> [Exercise instructions]:
Lay out the lines from the start of the outline records through the line containing "# inside = enclosed" as a Markdown table with the columns No. and Line, numbering each line and skipping blank ones. Leave out the pictures.

Outline records:
# # # # # # #

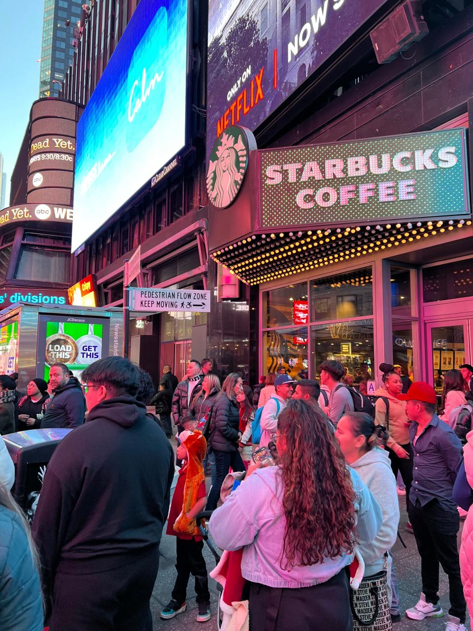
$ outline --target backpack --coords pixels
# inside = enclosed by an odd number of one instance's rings
[[[320,388],[320,394],[322,394],[322,397],[324,398],[324,404],[327,408],[328,406],[328,405],[329,405],[329,396],[328,396],[327,392],[325,392],[325,390],[322,390],[322,388]]]
[[[462,403],[461,405],[457,405],[453,408],[450,413],[450,416],[448,416],[448,425],[452,430],[455,430],[455,428],[457,427],[457,423],[458,418],[460,418],[460,415],[463,411],[465,411],[469,413],[471,417],[472,413],[473,413],[473,407],[472,406],[472,404]]]
[[[343,384],[337,386],[334,392],[336,392],[340,387],[346,388],[350,393],[355,412],[365,412],[366,414],[369,414],[371,418],[375,418],[375,406],[367,396],[362,394],[351,386],[344,386]]]
[[[381,395],[371,397],[370,400],[373,401],[375,404],[375,410],[376,410],[376,402],[378,399],[381,399],[381,400],[384,402],[384,404],[386,406],[386,429],[389,431],[389,399],[388,399],[387,397],[382,396]]]
[[[279,410],[281,409],[281,405],[279,401],[274,396],[269,397],[269,399],[274,399],[276,402],[276,407],[277,408],[276,414],[279,414]],[[266,404],[267,404],[265,403],[265,404],[262,406],[260,408],[258,408],[255,414],[255,418],[253,419],[253,422],[251,424],[251,440],[254,445],[259,444],[261,440],[261,415],[263,413],[263,410],[264,410]]]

# # # # # # #

> [Complete answer]:
| No. | Line |
|---|---|
| 1 | $ outline --target backpack --coords pixels |
| 2 | # inside = enclosed by an odd number of one instance's rings |